Records of labeled points
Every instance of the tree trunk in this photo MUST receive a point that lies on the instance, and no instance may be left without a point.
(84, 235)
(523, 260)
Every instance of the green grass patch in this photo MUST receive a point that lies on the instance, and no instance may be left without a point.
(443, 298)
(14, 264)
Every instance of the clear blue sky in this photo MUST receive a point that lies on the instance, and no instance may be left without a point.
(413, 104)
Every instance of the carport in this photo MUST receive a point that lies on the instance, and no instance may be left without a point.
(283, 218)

* * *

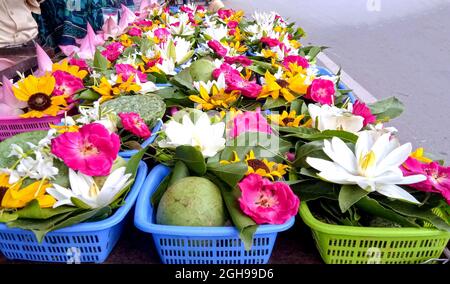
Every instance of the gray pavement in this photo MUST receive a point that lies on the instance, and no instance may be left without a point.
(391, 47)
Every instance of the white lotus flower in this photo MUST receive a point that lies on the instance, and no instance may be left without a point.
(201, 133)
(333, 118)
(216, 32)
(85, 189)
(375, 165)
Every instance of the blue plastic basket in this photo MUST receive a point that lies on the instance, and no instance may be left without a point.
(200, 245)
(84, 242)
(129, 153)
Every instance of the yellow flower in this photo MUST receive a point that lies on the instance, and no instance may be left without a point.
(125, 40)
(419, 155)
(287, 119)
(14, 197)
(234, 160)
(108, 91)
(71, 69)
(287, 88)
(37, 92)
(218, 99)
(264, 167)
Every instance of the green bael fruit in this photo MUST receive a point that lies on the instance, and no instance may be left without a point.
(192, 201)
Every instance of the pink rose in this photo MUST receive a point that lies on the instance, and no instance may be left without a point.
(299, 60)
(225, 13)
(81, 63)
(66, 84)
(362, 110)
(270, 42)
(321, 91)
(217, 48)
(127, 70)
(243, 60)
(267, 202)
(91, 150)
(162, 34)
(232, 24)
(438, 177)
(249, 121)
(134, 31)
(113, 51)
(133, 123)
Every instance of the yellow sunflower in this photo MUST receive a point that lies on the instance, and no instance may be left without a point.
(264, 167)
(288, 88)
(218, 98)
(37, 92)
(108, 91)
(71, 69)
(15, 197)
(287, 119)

--

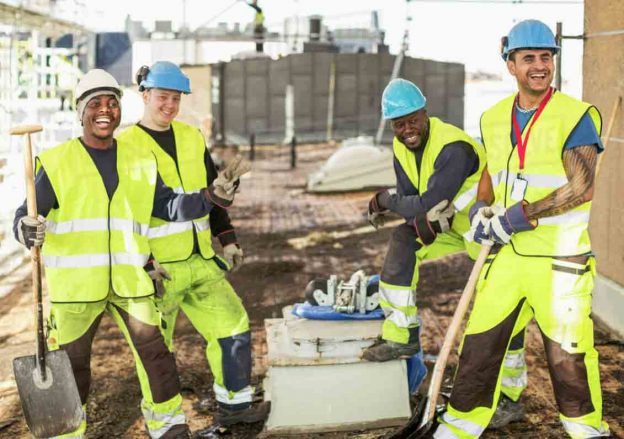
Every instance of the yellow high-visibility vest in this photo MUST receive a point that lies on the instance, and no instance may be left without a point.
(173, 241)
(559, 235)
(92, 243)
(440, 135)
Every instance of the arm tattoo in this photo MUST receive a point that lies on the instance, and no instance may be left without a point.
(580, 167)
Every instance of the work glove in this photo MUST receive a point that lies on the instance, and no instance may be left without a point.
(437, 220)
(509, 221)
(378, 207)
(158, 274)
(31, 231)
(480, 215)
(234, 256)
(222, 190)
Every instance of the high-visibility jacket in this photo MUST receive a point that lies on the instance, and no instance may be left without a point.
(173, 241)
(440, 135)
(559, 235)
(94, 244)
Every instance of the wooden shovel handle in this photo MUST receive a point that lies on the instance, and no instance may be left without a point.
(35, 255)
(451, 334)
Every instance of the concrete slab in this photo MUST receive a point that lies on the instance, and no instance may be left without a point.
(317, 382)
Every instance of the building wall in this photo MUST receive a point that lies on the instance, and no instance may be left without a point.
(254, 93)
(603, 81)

Instruction>
Please identify every row above that contains the string "visibility", and copy each of those rows in full.

Correct output>
Every instance of the yellow high-visibility vest in this photo MUST receive a point that lies on the instance, and no instance may be left without a point.
Every instance of the high-visibility jacket in this photo MUST receive a point that lies on the instance, and no instance may be left without a point.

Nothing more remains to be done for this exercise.